# [Short problem]
Transcribe the records word for word, starting with the line that contains "indicate the green vine leaf with a point" and going on through the end of the records. Leave the pictures out of your answer.

# [Records for this exercise]
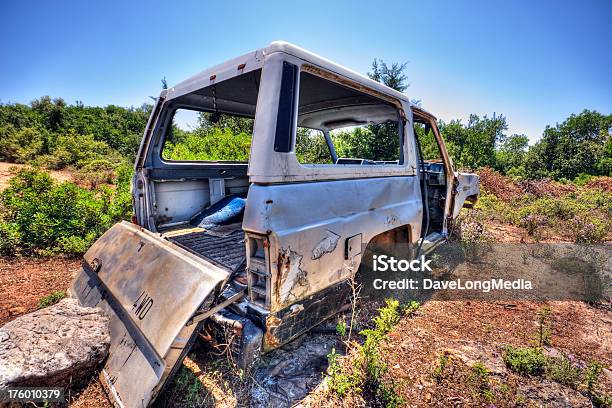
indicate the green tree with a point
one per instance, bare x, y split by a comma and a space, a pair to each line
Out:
511, 153
581, 144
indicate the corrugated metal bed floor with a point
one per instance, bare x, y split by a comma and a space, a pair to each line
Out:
223, 249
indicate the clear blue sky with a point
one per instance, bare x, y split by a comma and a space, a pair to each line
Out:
534, 61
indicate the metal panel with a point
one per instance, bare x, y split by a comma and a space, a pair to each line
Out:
150, 288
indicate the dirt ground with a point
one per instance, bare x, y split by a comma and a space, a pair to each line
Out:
465, 331
6, 173
24, 281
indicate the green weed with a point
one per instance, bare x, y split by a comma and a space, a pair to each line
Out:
51, 299
526, 361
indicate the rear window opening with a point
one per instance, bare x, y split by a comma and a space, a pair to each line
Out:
215, 123
343, 126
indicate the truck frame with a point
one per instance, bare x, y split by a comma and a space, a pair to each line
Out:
263, 249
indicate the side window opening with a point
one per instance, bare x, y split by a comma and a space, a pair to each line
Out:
432, 176
343, 126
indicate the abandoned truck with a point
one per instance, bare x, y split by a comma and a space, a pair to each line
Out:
260, 250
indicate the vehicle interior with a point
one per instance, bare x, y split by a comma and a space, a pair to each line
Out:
200, 159
432, 174
356, 128
199, 173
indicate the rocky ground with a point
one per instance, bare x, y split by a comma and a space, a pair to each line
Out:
464, 331
7, 170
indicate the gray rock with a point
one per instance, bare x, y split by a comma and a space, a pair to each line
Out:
56, 346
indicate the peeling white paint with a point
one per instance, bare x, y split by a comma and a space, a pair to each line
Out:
326, 245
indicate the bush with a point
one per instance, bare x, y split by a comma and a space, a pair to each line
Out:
587, 230
214, 144
527, 361
41, 216
561, 370
51, 299
20, 145
9, 238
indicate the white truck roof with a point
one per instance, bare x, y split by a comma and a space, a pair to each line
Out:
255, 59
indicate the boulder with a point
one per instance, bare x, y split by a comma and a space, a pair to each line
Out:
56, 346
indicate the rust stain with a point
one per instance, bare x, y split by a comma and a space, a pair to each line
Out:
270, 341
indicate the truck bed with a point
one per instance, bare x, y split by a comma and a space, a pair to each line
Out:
224, 248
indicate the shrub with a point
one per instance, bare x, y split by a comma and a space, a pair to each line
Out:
20, 145
9, 238
97, 172
214, 144
478, 380
472, 235
51, 299
591, 375
527, 361
43, 216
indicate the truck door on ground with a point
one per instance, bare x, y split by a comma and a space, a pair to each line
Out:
150, 289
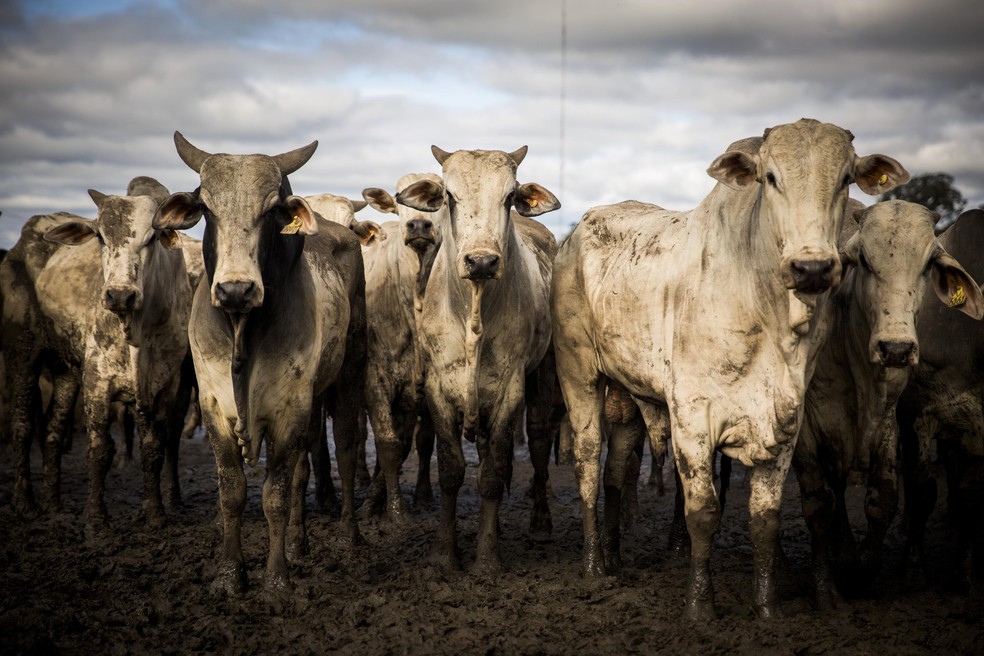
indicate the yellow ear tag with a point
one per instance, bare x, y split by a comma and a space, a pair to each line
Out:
292, 227
958, 298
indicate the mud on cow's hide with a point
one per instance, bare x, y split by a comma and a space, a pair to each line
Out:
724, 333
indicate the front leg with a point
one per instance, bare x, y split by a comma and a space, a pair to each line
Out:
695, 461
765, 499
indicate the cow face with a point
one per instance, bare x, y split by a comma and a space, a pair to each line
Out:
127, 241
479, 189
804, 170
252, 222
894, 255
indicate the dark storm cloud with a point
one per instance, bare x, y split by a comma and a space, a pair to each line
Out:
652, 93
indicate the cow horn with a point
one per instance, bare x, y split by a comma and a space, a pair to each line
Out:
189, 154
291, 161
440, 155
519, 155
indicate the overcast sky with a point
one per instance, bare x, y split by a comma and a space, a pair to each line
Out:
640, 101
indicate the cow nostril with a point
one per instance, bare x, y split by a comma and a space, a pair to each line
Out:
812, 275
895, 353
235, 295
120, 300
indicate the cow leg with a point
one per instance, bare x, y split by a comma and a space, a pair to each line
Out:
282, 456
100, 457
695, 464
389, 424
423, 437
152, 431
231, 571
348, 414
450, 476
494, 471
65, 391
819, 501
765, 499
623, 439
880, 505
920, 489
541, 426
25, 403
325, 497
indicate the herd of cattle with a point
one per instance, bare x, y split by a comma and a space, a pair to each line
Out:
779, 322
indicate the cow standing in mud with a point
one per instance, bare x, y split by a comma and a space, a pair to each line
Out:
116, 307
396, 275
849, 422
485, 328
277, 330
709, 319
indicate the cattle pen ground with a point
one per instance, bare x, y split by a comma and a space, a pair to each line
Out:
147, 592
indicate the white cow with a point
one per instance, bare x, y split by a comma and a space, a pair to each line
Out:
396, 273
708, 319
119, 301
485, 328
849, 424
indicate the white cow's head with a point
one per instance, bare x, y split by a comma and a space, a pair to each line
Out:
421, 230
804, 170
127, 241
480, 189
341, 210
894, 254
253, 224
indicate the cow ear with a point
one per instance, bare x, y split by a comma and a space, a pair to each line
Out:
735, 169
97, 197
179, 212
531, 199
368, 232
72, 233
955, 287
303, 220
877, 174
169, 239
380, 200
423, 195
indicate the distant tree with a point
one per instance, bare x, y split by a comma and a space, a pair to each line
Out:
935, 191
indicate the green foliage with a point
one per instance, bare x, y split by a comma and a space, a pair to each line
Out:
932, 190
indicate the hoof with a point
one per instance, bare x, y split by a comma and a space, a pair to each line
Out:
230, 579
699, 611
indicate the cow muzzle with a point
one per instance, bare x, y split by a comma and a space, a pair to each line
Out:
121, 300
811, 275
237, 295
420, 234
896, 353
482, 265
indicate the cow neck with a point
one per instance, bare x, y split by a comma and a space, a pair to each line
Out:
467, 299
279, 262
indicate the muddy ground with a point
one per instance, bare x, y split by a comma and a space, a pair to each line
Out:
140, 591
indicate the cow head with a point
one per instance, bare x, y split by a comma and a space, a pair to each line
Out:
253, 224
479, 189
803, 171
420, 229
341, 210
894, 254
127, 241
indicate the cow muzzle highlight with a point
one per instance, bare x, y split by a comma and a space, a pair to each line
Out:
482, 265
237, 295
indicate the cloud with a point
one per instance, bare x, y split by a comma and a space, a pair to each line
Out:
649, 93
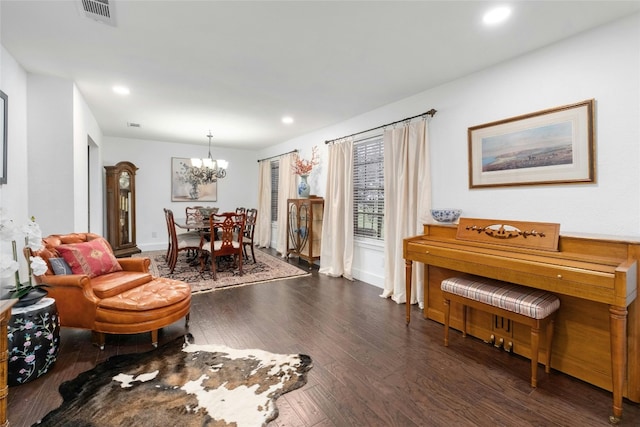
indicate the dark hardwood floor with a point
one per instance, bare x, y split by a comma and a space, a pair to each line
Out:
369, 369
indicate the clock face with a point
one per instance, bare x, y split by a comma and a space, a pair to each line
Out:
124, 180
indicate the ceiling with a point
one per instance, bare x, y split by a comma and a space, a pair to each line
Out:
237, 67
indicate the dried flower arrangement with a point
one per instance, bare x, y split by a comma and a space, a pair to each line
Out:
304, 167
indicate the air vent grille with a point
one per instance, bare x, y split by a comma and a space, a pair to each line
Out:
99, 10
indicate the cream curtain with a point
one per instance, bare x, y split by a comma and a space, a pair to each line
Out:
286, 190
336, 254
407, 189
262, 236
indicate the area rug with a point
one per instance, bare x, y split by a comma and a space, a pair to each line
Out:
181, 384
267, 268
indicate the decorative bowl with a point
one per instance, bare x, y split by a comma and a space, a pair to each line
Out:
206, 212
446, 215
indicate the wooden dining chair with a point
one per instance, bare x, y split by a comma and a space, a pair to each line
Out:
249, 230
189, 241
228, 241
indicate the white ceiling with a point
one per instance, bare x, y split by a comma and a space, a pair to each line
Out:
237, 67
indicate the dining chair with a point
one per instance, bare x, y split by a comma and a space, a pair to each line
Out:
249, 229
228, 241
189, 241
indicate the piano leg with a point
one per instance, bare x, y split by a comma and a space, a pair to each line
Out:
408, 267
618, 331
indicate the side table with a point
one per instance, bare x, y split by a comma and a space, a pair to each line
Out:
33, 340
5, 313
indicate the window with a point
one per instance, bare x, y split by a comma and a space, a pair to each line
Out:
275, 170
368, 188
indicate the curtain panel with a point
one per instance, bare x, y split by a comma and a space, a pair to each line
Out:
407, 189
286, 190
263, 226
336, 253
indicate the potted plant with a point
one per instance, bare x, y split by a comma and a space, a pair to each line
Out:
27, 292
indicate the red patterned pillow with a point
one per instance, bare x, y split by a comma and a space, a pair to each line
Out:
92, 258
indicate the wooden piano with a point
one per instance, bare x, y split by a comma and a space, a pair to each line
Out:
597, 333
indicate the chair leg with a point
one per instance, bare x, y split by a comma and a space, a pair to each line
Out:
97, 338
213, 266
447, 313
549, 340
154, 338
535, 344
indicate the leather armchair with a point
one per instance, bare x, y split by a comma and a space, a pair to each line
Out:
121, 302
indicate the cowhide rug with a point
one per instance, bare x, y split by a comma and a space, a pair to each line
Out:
181, 384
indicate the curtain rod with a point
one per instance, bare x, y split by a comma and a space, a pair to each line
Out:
431, 113
278, 155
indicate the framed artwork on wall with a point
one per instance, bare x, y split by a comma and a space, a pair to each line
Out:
553, 146
190, 182
4, 124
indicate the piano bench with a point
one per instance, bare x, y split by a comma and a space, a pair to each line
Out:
521, 304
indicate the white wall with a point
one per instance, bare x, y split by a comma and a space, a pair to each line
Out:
51, 153
603, 64
13, 197
14, 201
87, 136
153, 182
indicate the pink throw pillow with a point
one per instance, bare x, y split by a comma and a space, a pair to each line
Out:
92, 258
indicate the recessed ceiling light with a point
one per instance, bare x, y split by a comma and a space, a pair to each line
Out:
496, 15
121, 90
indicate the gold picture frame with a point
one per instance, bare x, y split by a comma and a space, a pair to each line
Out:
554, 146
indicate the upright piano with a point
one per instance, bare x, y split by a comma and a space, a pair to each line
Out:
596, 278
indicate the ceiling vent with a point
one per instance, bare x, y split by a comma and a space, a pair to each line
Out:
99, 10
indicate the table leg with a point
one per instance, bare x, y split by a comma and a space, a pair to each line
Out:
407, 280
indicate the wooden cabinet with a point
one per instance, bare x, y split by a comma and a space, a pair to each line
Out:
304, 228
121, 208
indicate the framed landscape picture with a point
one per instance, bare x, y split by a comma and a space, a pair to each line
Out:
546, 147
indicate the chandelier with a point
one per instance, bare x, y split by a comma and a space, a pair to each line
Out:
211, 169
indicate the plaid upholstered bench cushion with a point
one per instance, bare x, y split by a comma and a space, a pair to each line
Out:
522, 300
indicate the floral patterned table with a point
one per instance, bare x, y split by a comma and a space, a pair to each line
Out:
33, 337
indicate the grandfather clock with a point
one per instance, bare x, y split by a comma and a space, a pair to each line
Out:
121, 208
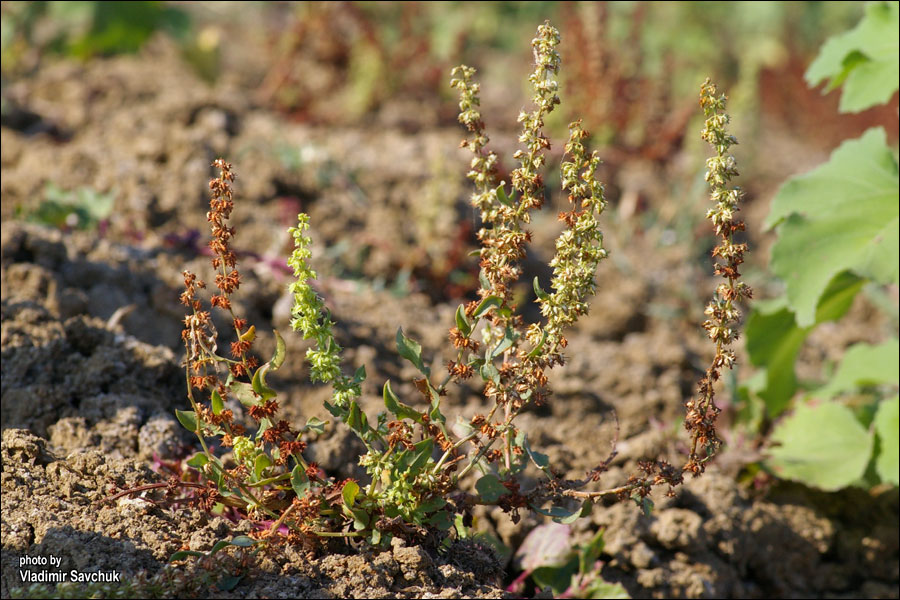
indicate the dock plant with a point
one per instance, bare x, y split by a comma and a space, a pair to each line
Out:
423, 476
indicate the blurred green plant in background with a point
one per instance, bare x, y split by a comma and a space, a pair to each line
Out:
84, 29
83, 208
838, 235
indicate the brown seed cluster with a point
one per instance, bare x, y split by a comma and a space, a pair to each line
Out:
722, 314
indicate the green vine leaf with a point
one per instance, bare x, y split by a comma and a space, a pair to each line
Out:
887, 426
774, 338
866, 59
841, 216
864, 364
824, 446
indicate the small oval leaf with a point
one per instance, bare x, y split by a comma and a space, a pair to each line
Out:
188, 419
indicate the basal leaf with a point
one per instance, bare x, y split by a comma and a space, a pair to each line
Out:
351, 489
538, 290
218, 405
841, 216
887, 426
411, 350
315, 425
278, 357
485, 305
824, 446
244, 392
229, 582
299, 481
242, 541
198, 460
258, 383
546, 545
490, 489
188, 419
397, 408
564, 515
598, 588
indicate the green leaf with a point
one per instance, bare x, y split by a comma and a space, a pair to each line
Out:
774, 338
823, 446
244, 393
229, 582
502, 197
598, 588
509, 338
539, 346
541, 461
864, 364
558, 579
375, 537
490, 489
278, 357
887, 426
299, 481
564, 515
218, 405
440, 520
411, 350
421, 454
432, 504
357, 420
188, 419
866, 59
242, 541
539, 291
360, 375
217, 547
349, 493
360, 518
198, 460
182, 554
259, 384
547, 545
589, 554
489, 372
393, 404
841, 216
462, 323
315, 425
261, 463
485, 305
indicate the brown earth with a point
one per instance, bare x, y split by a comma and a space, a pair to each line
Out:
89, 390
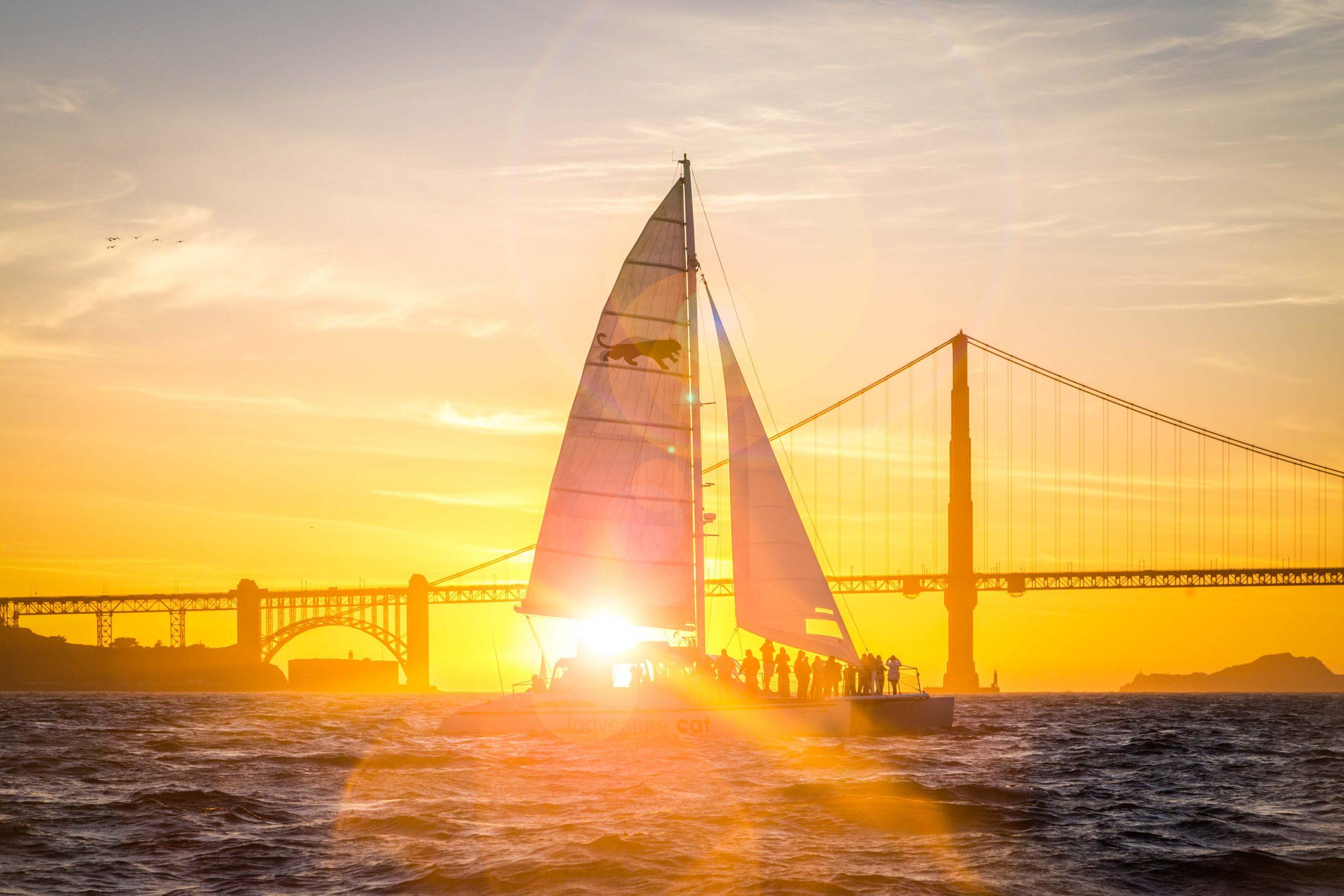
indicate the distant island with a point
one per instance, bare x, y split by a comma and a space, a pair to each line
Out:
1272, 673
30, 661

# [Response]
indicate the green vine leaf with a point
one per instance, bare x, y split by a comma and a space, a pair to each line
Out:
887, 426
774, 338
866, 59
841, 216
864, 364
824, 446
indicate the small oval leaf with a point
one per instance, bare x, y split by a comma and a space, a pair to each line
Out:
188, 419
indicate the basal leaf with a point
one per instance, bare x, y split by a comma and a space, a pair to each line
Out:
351, 489
538, 290
218, 405
841, 216
887, 426
411, 350
315, 425
278, 357
485, 305
824, 446
244, 392
229, 582
299, 481
242, 541
198, 460
258, 383
546, 545
490, 489
188, 419
397, 408
564, 515
598, 588
indicate the green leaf with a point
one per instance, bare x, y split by a comma and a space, a pair to each line
Out:
774, 338
823, 446
244, 393
229, 582
502, 197
598, 588
509, 338
539, 346
541, 461
864, 364
558, 579
375, 537
490, 489
278, 357
887, 426
299, 481
564, 515
218, 405
440, 520
411, 350
421, 454
432, 504
357, 420
188, 419
866, 59
242, 541
539, 291
360, 375
217, 547
349, 493
360, 518
198, 460
182, 554
259, 384
547, 545
589, 554
489, 372
393, 404
841, 216
462, 323
315, 425
261, 463
485, 305
indicate the brown earth with a point
one per instance, bare x, y split by a comma and a space, a pair to each line
Out:
89, 390
indicate the distant island with a point
one per instance, bare x, y split by a comma and a space, a pair to each line
Out:
1272, 673
30, 661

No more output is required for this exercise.